— START OF Source material —

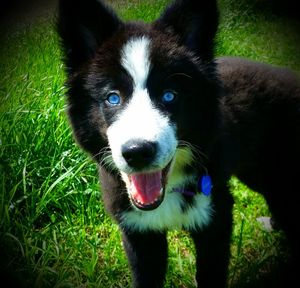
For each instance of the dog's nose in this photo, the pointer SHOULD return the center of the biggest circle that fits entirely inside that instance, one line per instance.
(139, 153)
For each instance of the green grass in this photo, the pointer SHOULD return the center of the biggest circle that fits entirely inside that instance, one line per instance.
(54, 231)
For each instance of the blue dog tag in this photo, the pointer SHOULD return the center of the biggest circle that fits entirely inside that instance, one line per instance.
(205, 185)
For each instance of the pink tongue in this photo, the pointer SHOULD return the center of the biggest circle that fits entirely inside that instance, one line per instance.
(146, 188)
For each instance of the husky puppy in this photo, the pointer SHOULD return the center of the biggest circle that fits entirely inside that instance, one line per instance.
(168, 126)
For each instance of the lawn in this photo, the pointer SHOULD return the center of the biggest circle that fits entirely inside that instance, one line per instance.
(54, 231)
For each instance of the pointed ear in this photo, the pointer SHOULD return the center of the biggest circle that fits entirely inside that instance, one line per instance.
(83, 26)
(195, 22)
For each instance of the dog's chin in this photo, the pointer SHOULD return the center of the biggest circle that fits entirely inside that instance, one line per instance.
(147, 189)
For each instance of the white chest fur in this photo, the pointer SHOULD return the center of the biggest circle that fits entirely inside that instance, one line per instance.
(169, 215)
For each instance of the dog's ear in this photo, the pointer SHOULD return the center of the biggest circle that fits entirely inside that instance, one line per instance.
(83, 26)
(195, 22)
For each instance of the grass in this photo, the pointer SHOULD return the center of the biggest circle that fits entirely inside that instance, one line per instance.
(54, 231)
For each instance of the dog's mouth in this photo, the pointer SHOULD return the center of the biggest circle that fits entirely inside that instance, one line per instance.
(147, 190)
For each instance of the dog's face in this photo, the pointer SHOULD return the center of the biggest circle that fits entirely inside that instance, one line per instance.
(139, 93)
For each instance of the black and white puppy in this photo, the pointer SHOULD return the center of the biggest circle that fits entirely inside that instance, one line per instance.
(168, 126)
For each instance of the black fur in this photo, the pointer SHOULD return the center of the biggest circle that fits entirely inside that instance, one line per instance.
(245, 117)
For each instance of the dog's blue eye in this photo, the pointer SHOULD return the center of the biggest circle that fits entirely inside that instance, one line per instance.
(168, 97)
(113, 99)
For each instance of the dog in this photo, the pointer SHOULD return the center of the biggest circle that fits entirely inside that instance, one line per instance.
(169, 125)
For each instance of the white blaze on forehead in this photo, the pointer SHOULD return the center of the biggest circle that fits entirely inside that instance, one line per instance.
(140, 119)
(135, 59)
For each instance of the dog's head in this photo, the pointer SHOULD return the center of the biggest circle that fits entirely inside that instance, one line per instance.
(139, 92)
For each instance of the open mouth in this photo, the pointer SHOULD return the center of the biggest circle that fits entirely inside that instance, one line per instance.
(147, 189)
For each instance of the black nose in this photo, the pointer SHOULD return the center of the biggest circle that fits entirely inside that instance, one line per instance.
(139, 153)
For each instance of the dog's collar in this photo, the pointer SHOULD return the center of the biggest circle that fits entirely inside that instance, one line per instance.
(204, 185)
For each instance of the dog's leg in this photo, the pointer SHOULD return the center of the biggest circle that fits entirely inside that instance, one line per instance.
(147, 255)
(213, 248)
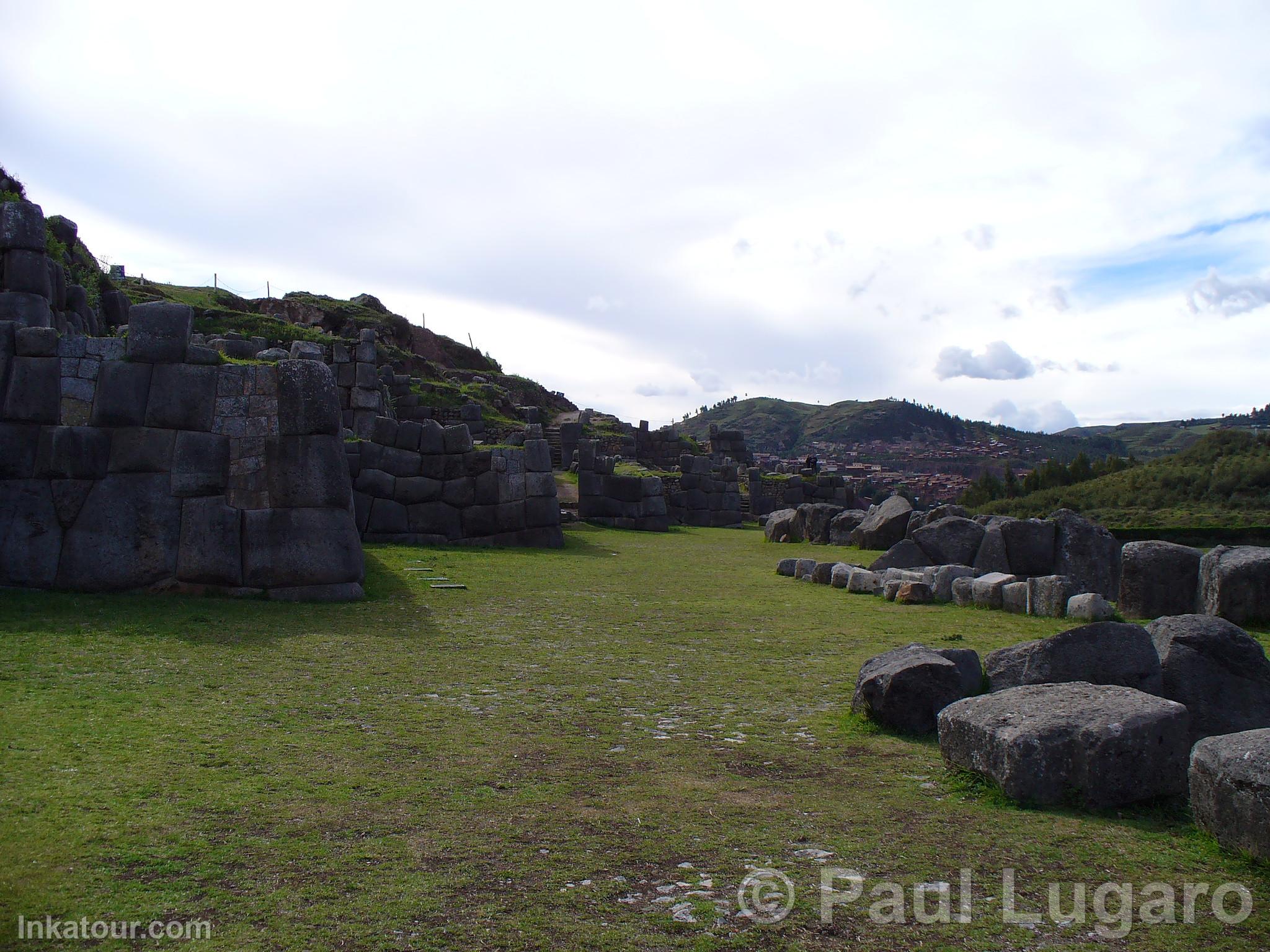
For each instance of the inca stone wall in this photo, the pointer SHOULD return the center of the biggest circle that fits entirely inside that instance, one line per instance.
(418, 483)
(708, 494)
(769, 493)
(146, 464)
(626, 501)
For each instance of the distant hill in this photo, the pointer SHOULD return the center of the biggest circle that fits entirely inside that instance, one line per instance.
(1222, 480)
(790, 428)
(1148, 441)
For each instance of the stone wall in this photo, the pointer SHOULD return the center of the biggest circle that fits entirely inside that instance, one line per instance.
(768, 493)
(148, 465)
(708, 494)
(418, 483)
(628, 501)
(726, 446)
(33, 289)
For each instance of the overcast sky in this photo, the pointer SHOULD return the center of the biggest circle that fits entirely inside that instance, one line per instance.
(1036, 214)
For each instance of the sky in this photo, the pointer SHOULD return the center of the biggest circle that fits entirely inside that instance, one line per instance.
(1046, 215)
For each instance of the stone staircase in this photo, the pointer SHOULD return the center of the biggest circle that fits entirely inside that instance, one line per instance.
(553, 436)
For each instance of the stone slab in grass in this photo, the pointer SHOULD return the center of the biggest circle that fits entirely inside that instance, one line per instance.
(1230, 790)
(1103, 746)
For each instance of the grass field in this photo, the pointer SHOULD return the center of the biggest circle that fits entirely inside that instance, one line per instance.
(527, 764)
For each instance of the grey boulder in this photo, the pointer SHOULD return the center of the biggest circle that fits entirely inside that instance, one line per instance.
(1157, 579)
(1108, 746)
(1230, 790)
(1109, 653)
(1217, 669)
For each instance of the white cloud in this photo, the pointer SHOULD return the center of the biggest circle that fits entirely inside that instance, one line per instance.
(998, 361)
(1047, 418)
(982, 236)
(1228, 298)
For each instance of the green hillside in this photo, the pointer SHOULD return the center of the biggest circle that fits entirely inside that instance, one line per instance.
(1148, 441)
(1222, 480)
(790, 428)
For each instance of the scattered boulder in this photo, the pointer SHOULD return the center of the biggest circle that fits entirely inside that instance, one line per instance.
(1230, 790)
(784, 526)
(841, 575)
(986, 589)
(917, 521)
(906, 689)
(992, 557)
(1014, 597)
(1048, 596)
(817, 518)
(915, 593)
(884, 524)
(963, 591)
(1088, 553)
(1090, 607)
(1106, 744)
(822, 573)
(1217, 669)
(1157, 579)
(905, 553)
(843, 524)
(944, 576)
(861, 580)
(1109, 653)
(1235, 583)
(1029, 546)
(953, 540)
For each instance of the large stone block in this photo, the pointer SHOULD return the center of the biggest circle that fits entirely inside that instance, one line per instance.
(1106, 653)
(211, 542)
(1217, 669)
(35, 391)
(1029, 546)
(31, 535)
(1235, 583)
(783, 526)
(905, 553)
(159, 332)
(1157, 578)
(74, 452)
(1088, 553)
(435, 519)
(1108, 746)
(538, 456)
(986, 589)
(308, 471)
(122, 394)
(141, 450)
(19, 447)
(1230, 790)
(22, 225)
(182, 397)
(953, 540)
(906, 689)
(287, 547)
(25, 310)
(25, 272)
(308, 404)
(126, 536)
(884, 524)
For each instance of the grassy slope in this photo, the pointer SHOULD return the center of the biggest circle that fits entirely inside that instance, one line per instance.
(784, 426)
(442, 770)
(1223, 480)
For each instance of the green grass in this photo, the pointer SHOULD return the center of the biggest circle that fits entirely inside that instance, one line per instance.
(440, 770)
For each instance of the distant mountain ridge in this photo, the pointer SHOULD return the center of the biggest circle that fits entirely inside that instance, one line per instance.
(790, 428)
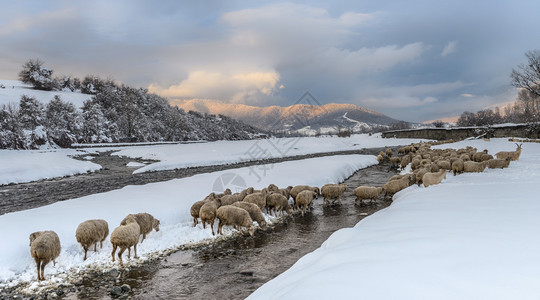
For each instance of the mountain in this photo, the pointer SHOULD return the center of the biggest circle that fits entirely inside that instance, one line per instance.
(303, 118)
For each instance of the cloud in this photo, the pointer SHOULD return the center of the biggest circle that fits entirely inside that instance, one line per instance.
(236, 87)
(450, 48)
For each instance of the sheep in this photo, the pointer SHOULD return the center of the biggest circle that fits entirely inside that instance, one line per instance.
(254, 212)
(276, 202)
(367, 192)
(146, 221)
(195, 208)
(394, 186)
(44, 247)
(457, 166)
(297, 189)
(444, 164)
(514, 155)
(236, 216)
(333, 191)
(304, 199)
(471, 166)
(433, 178)
(258, 198)
(126, 236)
(208, 213)
(499, 163)
(91, 232)
(419, 175)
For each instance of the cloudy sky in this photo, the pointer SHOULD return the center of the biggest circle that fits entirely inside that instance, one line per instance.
(412, 60)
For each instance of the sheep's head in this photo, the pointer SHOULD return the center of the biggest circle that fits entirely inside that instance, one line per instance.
(155, 224)
(34, 236)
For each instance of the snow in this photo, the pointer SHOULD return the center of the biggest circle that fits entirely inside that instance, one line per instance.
(228, 152)
(474, 236)
(30, 165)
(168, 201)
(14, 89)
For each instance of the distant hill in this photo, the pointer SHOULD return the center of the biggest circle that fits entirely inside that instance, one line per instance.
(302, 118)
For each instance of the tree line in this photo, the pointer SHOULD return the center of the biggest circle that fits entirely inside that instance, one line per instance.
(115, 113)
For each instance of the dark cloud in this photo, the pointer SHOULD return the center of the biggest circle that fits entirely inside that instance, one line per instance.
(410, 60)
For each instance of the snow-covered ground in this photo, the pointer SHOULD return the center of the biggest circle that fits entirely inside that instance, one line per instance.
(168, 201)
(474, 236)
(227, 152)
(13, 90)
(19, 166)
(31, 165)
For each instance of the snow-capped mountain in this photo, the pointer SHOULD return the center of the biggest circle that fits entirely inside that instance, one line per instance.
(299, 117)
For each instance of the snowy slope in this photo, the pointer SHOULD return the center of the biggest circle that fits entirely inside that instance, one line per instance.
(168, 201)
(474, 236)
(31, 165)
(226, 152)
(14, 89)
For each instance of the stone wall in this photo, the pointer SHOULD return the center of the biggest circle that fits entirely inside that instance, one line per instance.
(517, 130)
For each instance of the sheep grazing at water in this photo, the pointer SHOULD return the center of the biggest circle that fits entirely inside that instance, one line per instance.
(297, 189)
(367, 192)
(90, 233)
(433, 178)
(146, 221)
(258, 198)
(208, 213)
(474, 167)
(394, 186)
(125, 237)
(458, 166)
(254, 212)
(514, 155)
(333, 191)
(499, 163)
(235, 216)
(304, 200)
(44, 247)
(276, 202)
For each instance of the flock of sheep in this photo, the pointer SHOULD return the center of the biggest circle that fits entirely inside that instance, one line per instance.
(45, 245)
(240, 210)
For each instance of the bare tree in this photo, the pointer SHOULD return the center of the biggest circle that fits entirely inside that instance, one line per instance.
(527, 76)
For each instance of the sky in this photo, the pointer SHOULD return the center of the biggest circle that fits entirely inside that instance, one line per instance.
(411, 60)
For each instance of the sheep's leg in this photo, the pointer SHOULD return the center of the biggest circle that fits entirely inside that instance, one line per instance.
(38, 262)
(122, 249)
(220, 225)
(114, 250)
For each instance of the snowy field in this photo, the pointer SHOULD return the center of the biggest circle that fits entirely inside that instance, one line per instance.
(31, 165)
(474, 236)
(14, 89)
(168, 201)
(20, 166)
(227, 152)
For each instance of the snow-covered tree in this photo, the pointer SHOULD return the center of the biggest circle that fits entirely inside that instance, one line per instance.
(63, 122)
(38, 76)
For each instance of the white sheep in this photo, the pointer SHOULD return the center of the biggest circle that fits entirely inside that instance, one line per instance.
(146, 221)
(125, 237)
(474, 167)
(514, 155)
(433, 178)
(367, 192)
(304, 200)
(235, 216)
(44, 247)
(333, 191)
(90, 233)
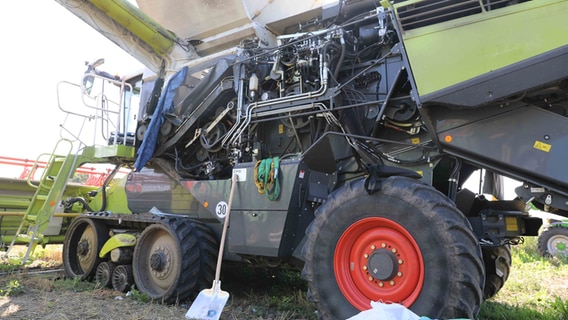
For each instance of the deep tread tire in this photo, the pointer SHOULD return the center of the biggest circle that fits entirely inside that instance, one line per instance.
(549, 240)
(81, 246)
(497, 262)
(452, 263)
(166, 261)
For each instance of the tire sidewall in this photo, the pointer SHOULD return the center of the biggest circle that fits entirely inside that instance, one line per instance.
(418, 218)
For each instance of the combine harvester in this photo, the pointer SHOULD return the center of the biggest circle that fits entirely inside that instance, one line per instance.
(351, 125)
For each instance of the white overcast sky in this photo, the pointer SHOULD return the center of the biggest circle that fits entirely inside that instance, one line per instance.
(42, 44)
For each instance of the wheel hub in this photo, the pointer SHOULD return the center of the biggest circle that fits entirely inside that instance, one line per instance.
(382, 264)
(157, 261)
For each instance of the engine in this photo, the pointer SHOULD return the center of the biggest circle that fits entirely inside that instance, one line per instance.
(333, 76)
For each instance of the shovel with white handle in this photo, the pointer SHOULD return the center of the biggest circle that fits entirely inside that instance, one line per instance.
(210, 302)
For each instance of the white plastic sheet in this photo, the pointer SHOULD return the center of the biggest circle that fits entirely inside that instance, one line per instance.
(386, 311)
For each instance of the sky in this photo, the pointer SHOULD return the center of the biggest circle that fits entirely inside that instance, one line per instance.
(42, 44)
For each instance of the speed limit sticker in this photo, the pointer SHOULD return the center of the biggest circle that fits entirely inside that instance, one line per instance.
(221, 209)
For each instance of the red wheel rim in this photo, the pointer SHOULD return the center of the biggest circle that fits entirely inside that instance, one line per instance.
(376, 259)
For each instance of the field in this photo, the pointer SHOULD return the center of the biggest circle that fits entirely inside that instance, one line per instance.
(537, 289)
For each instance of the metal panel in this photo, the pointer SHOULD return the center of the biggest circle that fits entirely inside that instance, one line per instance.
(530, 139)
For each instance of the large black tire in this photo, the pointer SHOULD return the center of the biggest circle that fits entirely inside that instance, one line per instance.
(407, 243)
(81, 246)
(497, 262)
(166, 261)
(553, 242)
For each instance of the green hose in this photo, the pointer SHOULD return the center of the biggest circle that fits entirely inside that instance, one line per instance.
(266, 177)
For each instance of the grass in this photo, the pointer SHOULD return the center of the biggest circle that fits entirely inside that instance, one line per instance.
(536, 290)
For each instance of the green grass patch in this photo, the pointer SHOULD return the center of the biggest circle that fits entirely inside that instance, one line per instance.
(536, 288)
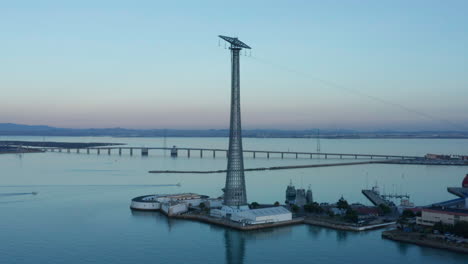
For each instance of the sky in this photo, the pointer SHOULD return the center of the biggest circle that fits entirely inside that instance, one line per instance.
(363, 65)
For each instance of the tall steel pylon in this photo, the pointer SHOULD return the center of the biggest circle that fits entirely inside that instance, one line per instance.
(235, 194)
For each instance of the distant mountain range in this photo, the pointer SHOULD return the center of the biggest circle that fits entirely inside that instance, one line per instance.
(27, 130)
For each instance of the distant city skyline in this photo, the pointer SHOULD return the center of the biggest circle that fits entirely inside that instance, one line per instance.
(398, 65)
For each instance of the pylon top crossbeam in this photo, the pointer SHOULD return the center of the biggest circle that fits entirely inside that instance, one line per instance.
(235, 42)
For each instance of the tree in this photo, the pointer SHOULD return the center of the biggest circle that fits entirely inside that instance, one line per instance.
(254, 205)
(342, 204)
(461, 229)
(407, 214)
(313, 208)
(295, 208)
(385, 209)
(351, 216)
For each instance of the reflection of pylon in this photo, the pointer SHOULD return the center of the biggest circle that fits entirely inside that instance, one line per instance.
(318, 140)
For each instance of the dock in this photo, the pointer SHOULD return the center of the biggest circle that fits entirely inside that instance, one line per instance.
(375, 198)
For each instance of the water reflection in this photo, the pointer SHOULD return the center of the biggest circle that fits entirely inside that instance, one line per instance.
(235, 247)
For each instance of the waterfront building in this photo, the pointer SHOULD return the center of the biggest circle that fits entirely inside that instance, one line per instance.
(450, 216)
(290, 193)
(173, 204)
(309, 196)
(300, 198)
(263, 215)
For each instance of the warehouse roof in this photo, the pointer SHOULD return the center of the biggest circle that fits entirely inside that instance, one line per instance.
(268, 211)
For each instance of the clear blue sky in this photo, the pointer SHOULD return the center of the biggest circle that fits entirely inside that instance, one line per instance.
(157, 64)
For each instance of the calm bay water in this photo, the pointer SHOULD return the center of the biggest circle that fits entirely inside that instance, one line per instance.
(82, 215)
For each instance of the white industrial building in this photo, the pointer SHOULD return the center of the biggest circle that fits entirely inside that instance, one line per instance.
(173, 204)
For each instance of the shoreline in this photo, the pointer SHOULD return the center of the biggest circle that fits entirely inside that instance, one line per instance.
(294, 221)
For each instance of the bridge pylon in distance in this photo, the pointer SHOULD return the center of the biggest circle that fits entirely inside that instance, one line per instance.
(235, 194)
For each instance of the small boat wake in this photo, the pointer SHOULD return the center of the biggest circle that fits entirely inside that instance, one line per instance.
(17, 194)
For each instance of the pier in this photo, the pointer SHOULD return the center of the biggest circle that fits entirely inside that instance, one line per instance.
(190, 152)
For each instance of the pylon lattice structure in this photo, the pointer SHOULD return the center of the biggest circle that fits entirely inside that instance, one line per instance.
(235, 194)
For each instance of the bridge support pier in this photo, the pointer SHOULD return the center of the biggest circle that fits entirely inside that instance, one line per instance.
(144, 152)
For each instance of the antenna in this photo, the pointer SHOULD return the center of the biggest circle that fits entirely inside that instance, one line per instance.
(318, 140)
(165, 142)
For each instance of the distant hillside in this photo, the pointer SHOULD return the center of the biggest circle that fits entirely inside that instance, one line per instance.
(26, 130)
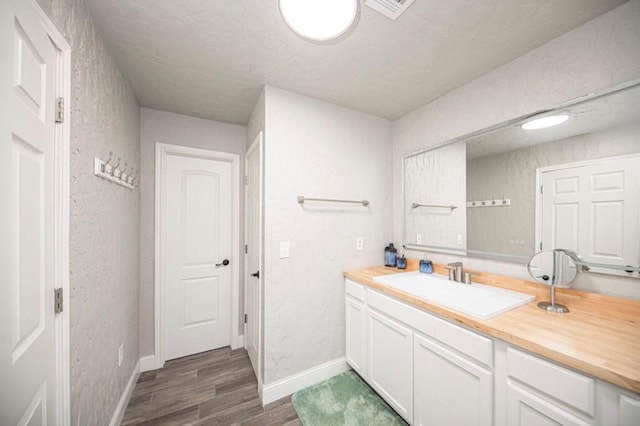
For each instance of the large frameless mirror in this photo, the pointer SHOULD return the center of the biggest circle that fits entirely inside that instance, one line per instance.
(509, 192)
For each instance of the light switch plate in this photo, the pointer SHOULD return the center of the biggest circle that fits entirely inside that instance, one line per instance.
(284, 249)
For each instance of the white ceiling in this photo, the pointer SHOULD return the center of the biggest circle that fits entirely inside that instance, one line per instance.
(210, 58)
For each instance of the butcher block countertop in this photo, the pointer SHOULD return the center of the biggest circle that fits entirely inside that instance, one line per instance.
(600, 336)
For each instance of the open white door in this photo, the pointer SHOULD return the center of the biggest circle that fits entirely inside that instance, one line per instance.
(253, 232)
(29, 343)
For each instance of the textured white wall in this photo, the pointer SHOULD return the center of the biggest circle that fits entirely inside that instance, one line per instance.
(256, 121)
(175, 129)
(317, 149)
(104, 221)
(496, 229)
(591, 58)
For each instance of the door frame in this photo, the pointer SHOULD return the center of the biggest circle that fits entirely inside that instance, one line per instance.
(163, 150)
(541, 170)
(61, 196)
(258, 142)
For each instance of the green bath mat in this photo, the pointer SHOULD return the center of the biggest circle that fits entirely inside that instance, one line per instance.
(343, 400)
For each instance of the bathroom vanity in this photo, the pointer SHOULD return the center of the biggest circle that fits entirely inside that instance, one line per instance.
(438, 366)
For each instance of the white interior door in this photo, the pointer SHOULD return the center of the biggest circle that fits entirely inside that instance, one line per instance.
(198, 251)
(27, 100)
(253, 232)
(593, 209)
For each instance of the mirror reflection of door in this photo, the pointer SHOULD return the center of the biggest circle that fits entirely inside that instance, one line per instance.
(592, 208)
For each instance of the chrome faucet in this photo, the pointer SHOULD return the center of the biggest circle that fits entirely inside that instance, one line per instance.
(455, 271)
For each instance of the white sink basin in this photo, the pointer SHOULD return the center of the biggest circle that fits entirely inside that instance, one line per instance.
(477, 300)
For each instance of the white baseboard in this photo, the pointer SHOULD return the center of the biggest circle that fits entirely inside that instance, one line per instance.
(147, 363)
(126, 396)
(238, 342)
(285, 387)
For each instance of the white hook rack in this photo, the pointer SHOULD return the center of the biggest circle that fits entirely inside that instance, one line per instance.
(502, 202)
(113, 174)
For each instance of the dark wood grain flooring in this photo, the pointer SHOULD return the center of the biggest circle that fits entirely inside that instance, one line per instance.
(212, 388)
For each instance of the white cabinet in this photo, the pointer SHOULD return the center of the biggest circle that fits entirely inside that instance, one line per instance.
(448, 388)
(629, 410)
(356, 333)
(390, 361)
(540, 392)
(525, 408)
(434, 372)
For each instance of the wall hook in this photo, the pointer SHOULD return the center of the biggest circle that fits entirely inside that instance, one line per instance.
(106, 163)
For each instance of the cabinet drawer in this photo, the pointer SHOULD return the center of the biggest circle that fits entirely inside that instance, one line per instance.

— END OF Source material —

Set down, word for word, only the lines running from the line with "For each instance of the white hook" to the last line of the listing above. Both of those lines belong in your answer.

- **Answer to this exercise**:
For each instance of the white hook rack in this photo, the pointer SHOULD return the center of the biggest circle that fits entirely inside that instance, one line per instance.
(502, 202)
(113, 174)
For each instance of the dark wood grain flooring in this photo, the pointer SHOULD return the center of the biggest circle that fits entirely inside that instance, one line per instance.
(212, 388)
For each instance of the white cabinet in this photo, the pointer SHOULD return the center of the biggest circle that fits entirely inside that instance, one line per instance.
(448, 388)
(629, 410)
(356, 333)
(390, 361)
(540, 392)
(525, 408)
(434, 372)
For each instance of the wall hook in this photo, the pointer SHOULD return the center of the biggest circle that fits entirely inside that instance, one line per instance.
(106, 163)
For each instance of the cabinet drawer in this photo, the pointer SHOULD return the center of the biggest circle that fits entirely inside that instance, one line per instance.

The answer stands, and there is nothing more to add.